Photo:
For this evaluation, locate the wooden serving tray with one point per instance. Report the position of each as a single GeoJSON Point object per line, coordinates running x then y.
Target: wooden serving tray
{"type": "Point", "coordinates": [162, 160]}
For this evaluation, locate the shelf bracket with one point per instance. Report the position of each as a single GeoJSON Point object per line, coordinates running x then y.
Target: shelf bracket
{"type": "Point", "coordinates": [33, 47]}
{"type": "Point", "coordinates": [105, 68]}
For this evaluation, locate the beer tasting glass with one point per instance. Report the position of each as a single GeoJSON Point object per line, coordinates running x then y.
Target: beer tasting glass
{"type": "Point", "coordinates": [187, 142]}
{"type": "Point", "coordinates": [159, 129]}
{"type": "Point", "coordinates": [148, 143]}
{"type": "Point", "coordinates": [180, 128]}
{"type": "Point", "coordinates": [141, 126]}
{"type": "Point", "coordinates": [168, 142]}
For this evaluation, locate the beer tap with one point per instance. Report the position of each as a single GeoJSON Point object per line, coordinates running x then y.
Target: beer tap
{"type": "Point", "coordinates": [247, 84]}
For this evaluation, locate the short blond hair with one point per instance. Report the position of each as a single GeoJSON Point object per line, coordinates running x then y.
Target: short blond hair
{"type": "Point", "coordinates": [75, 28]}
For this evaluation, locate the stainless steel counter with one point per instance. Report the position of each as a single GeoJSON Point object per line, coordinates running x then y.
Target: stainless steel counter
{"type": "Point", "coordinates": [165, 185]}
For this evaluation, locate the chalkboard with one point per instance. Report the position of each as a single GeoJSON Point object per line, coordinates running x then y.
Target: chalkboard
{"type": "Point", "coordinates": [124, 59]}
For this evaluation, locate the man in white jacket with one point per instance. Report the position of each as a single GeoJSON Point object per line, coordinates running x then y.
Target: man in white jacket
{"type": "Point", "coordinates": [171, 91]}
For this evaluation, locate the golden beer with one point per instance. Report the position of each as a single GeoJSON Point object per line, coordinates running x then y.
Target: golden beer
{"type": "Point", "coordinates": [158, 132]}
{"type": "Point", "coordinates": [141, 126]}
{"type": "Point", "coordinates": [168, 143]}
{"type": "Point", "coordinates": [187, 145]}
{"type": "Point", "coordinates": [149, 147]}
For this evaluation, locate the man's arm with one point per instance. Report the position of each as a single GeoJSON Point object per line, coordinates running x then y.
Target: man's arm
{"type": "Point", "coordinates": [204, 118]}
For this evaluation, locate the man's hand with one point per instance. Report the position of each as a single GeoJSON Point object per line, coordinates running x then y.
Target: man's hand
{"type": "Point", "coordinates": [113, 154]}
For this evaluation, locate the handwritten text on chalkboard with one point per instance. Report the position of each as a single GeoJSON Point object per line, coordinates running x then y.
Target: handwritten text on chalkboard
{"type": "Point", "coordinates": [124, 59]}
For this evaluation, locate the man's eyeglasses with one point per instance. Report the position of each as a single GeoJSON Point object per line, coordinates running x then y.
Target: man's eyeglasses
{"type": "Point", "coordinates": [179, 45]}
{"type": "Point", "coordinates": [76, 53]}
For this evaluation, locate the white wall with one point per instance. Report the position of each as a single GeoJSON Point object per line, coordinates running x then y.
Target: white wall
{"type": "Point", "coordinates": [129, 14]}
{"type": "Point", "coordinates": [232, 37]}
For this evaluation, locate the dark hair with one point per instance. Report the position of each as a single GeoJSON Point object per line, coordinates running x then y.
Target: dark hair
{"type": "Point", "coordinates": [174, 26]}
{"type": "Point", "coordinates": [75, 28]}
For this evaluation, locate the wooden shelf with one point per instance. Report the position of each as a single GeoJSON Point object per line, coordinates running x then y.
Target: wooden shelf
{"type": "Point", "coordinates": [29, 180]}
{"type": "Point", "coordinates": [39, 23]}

_Given instruction_. Go through the records above and retype each one exactly.

_Result for this exercise_.
Photo:
For this evaluation, locate the wooden serving tray with one point per instance. Report the position of each as a single GeoJSON Point object per line, coordinates running x then y.
Target: wooden serving tray
{"type": "Point", "coordinates": [162, 160]}
For this evaluation, locate the shelf bracket with one point per instance. Report the position of each as a single GeoJSON Point object per line, coordinates running x then y.
Target: shelf bracket
{"type": "Point", "coordinates": [33, 47]}
{"type": "Point", "coordinates": [105, 68]}
For this evaluation, locate the beer tasting glass with one point per instance. Report the position of each as a single GeoJSON Point object per line, coordinates running x then y.
Target: beer tasting glass
{"type": "Point", "coordinates": [187, 142]}
{"type": "Point", "coordinates": [159, 129]}
{"type": "Point", "coordinates": [148, 143]}
{"type": "Point", "coordinates": [180, 128]}
{"type": "Point", "coordinates": [141, 126]}
{"type": "Point", "coordinates": [168, 142]}
For this evaluation, locate the beer tap with one point per instance. Report the position of each as a single GeoJSON Point object per line, coordinates running x then y.
Target: beer tap
{"type": "Point", "coordinates": [247, 84]}
For this evaluation, locate the short blond hair with one point per instance. Report the position of each as a single GeoJSON Point object per line, coordinates running x then y.
Target: short blond hair
{"type": "Point", "coordinates": [75, 28]}
For this evaluation, locate the stainless steel counter with one point per instance. Report the position of each as a single GeoJSON Point object per line, coordinates running x then y.
Target: stainless steel counter
{"type": "Point", "coordinates": [165, 185]}
For this evaluation, locate the chalkboard with one point per instance. Report the position of each as a single GeoJSON Point object per line, coordinates running x then y.
Target: chalkboard
{"type": "Point", "coordinates": [124, 59]}
For this evaluation, locate the man in white jacket with one point per instance. Report the position of each as a single GeoJSON Point object per line, coordinates running x then y.
Target: man in white jacket
{"type": "Point", "coordinates": [171, 91]}
For this evaluation, locate the golden beer with one point per instance. Report the position of each as a single GeoJSON Point object per line, coordinates running x then y.
Target: golden beer
{"type": "Point", "coordinates": [158, 132]}
{"type": "Point", "coordinates": [141, 126]}
{"type": "Point", "coordinates": [168, 143]}
{"type": "Point", "coordinates": [187, 145]}
{"type": "Point", "coordinates": [149, 147]}
For this evaluation, locate the man's arm with one point per instance. Report the position of each as a single GeoJSON Point object per line, coordinates running x then y.
Target: man's arm
{"type": "Point", "coordinates": [204, 118]}
For this evaluation, locate the man's hand with one point per instance. Report the position of each as a single GeoJSON Point object per line, coordinates running x then y.
Target: man's hand
{"type": "Point", "coordinates": [113, 154]}
For this evaluation, locate the handwritten text on chalkboard with one point per instance. Report the position of each as a single GeoJSON Point object per line, coordinates running x then y.
Target: handwritten text on chalkboard
{"type": "Point", "coordinates": [124, 59]}
For this evaluation, locate the man's eyeglasses with one point per instance. Report the position of each as a single GeoJSON Point object per line, coordinates running x then y.
Target: man's eyeglasses
{"type": "Point", "coordinates": [179, 45]}
{"type": "Point", "coordinates": [76, 53]}
For this evaluation, locate the white wall with one point per instance. Report the position of each as a single GeoJSON Point object per line, coordinates running x then y.
Target: white wall
{"type": "Point", "coordinates": [129, 14]}
{"type": "Point", "coordinates": [232, 37]}
For this evaluation, locate the dark hair with one point per instance. Report the position of each as a single GeoJSON Point object per line, coordinates running x then y.
Target: dark hair
{"type": "Point", "coordinates": [174, 26]}
{"type": "Point", "coordinates": [75, 28]}
For this evaluation, locate the wooden shelf with one point per instance. Report the position of each as a single GeoJSON Point object per line, coordinates running x then y.
Target: wooden shelf
{"type": "Point", "coordinates": [29, 180]}
{"type": "Point", "coordinates": [39, 23]}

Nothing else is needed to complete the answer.